Task brief: Please report every line of the data that contains the string "jacket", copying each one in full.

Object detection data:
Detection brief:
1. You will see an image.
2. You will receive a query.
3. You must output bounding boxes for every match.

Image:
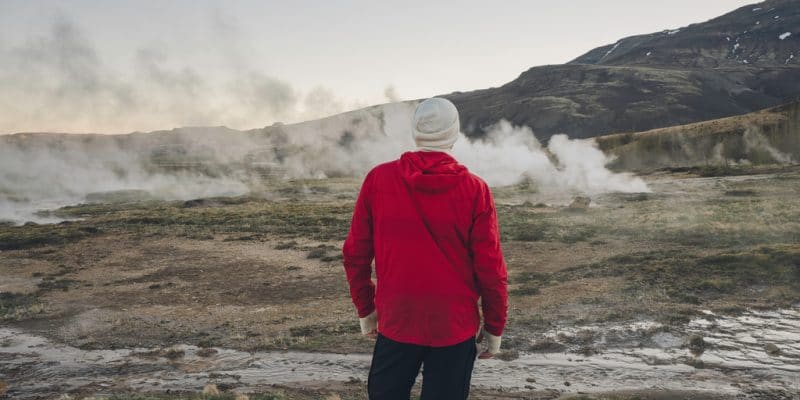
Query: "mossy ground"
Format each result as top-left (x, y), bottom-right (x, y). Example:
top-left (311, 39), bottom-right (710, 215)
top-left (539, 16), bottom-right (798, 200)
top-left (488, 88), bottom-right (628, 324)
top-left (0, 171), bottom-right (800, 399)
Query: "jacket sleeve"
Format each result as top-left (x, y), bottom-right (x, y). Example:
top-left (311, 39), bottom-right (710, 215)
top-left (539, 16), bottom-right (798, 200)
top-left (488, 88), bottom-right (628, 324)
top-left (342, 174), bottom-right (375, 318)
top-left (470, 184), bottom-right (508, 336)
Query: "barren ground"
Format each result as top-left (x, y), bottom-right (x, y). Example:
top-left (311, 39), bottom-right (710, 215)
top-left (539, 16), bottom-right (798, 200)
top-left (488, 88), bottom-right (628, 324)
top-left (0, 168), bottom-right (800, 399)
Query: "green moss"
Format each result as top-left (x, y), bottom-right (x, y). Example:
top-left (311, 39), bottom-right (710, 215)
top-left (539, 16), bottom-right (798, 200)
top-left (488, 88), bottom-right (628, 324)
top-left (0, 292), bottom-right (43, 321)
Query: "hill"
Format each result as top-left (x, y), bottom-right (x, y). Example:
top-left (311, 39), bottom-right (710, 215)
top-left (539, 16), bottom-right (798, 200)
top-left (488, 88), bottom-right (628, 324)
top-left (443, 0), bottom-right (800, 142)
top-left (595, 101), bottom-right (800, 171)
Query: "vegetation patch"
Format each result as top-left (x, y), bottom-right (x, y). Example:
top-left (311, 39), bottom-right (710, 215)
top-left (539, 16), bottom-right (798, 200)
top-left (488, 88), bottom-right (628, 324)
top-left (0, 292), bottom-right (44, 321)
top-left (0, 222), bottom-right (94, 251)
...
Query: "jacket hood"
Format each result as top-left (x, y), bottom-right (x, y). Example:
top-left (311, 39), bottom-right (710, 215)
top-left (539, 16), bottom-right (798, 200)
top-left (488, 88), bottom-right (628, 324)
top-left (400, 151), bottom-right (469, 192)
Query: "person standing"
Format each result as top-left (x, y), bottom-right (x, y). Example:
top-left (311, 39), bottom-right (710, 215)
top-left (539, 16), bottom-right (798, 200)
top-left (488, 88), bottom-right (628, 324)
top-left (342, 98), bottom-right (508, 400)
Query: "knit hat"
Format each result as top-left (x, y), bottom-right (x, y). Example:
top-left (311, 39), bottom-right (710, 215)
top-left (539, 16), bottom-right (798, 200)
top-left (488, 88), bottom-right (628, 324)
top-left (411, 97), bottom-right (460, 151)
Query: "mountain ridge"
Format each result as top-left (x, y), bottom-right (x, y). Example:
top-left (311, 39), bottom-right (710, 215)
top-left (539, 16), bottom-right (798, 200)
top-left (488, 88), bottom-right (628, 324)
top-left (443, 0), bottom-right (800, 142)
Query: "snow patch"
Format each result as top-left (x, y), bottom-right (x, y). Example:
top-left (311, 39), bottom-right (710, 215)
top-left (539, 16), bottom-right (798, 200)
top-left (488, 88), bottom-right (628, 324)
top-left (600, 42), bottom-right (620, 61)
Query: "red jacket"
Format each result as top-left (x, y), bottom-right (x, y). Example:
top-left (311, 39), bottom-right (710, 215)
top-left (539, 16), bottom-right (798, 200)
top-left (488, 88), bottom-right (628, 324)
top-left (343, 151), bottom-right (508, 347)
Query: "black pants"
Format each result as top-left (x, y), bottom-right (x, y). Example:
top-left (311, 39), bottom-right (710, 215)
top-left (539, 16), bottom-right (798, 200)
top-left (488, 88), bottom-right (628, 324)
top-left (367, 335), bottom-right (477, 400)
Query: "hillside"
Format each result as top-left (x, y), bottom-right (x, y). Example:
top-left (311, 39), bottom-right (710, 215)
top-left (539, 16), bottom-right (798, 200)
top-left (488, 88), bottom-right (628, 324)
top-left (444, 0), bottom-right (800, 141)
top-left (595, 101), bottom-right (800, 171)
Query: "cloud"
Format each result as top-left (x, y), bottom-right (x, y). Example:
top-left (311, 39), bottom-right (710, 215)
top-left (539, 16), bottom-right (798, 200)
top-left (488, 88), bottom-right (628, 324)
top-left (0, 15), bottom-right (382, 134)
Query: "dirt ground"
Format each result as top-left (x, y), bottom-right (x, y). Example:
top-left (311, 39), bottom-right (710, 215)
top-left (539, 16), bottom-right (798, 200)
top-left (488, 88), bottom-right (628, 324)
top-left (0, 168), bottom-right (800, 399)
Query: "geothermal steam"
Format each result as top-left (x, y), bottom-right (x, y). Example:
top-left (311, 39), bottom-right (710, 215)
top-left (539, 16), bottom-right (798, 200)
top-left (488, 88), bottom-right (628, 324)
* * *
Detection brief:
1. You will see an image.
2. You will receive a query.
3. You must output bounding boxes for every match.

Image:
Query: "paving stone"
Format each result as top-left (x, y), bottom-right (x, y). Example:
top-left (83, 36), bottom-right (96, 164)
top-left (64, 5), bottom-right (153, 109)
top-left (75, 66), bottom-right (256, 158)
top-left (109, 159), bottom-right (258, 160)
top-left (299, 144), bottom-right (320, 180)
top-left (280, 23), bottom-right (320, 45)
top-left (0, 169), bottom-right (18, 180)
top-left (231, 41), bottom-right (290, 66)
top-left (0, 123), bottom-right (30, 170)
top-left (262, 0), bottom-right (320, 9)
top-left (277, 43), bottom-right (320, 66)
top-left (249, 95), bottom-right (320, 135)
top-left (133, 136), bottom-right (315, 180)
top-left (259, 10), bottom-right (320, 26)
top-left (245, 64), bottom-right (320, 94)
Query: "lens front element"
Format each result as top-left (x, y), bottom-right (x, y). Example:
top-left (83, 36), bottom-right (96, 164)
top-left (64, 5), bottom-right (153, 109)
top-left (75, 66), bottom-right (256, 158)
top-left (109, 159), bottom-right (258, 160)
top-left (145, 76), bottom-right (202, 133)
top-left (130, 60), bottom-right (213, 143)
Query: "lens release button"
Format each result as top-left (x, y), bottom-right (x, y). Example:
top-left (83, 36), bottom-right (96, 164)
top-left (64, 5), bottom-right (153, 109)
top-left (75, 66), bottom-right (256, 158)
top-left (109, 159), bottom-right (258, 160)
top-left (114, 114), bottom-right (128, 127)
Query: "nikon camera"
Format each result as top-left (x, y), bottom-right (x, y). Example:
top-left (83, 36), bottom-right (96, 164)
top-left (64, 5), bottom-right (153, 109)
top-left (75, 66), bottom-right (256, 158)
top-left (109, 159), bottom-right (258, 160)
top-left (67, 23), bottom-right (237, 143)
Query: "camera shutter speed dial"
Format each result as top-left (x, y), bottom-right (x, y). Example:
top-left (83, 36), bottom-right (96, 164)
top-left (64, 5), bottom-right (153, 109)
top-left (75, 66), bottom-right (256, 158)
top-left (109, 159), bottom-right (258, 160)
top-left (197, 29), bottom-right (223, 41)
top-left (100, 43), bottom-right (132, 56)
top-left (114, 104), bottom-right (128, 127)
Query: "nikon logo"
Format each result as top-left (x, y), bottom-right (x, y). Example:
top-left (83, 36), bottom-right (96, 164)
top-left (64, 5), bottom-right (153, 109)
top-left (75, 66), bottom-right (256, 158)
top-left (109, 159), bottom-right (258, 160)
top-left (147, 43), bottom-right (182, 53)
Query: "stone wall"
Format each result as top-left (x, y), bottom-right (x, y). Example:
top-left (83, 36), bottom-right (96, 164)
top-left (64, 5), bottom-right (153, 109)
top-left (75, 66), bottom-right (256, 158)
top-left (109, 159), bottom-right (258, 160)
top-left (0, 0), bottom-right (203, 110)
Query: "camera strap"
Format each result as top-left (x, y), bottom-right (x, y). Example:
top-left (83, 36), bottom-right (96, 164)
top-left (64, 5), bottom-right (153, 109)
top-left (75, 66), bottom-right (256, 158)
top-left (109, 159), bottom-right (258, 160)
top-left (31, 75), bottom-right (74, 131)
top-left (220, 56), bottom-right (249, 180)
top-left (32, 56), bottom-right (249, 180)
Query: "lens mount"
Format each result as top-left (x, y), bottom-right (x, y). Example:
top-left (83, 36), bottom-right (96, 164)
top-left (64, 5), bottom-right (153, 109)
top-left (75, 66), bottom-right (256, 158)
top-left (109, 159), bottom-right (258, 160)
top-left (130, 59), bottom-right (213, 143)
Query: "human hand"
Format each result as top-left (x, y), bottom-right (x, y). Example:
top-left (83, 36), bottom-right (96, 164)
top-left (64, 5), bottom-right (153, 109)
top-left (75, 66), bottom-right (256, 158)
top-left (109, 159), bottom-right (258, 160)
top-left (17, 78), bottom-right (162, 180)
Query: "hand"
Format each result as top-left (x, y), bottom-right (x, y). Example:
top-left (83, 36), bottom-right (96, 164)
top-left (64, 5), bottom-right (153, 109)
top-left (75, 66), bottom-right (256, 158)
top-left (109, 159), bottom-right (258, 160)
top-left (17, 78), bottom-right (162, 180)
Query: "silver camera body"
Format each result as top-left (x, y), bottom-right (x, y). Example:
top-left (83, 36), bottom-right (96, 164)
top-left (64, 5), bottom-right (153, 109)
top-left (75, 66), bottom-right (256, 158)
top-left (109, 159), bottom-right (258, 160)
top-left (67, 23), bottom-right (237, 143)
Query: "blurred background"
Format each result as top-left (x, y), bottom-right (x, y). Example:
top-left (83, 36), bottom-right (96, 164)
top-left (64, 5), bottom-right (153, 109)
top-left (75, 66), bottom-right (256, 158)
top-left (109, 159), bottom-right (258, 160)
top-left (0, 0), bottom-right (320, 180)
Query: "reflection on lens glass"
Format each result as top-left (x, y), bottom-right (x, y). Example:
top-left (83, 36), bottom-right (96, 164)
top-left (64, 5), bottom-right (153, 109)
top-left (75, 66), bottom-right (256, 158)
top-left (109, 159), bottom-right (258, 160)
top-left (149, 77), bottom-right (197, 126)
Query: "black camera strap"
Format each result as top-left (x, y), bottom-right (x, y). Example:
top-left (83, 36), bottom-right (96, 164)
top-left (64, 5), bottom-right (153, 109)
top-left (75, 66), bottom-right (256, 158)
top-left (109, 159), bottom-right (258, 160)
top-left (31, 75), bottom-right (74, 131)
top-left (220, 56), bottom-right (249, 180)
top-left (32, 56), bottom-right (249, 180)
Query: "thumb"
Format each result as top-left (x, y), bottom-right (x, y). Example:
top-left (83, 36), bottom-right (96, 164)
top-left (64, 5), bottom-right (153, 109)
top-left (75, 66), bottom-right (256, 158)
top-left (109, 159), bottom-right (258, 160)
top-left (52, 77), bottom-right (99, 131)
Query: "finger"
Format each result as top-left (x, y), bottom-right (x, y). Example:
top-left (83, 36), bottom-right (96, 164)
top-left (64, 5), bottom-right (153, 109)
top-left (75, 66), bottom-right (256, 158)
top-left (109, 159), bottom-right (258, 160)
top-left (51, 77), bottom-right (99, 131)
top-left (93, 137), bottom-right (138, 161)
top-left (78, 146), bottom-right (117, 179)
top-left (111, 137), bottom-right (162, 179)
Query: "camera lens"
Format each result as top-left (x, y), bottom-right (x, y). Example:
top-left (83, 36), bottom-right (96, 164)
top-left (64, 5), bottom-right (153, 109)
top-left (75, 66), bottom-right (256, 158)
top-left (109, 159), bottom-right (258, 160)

Answer:
Query: "jacket sleeve"
Query: "jacket hood"
Query: "red jacket"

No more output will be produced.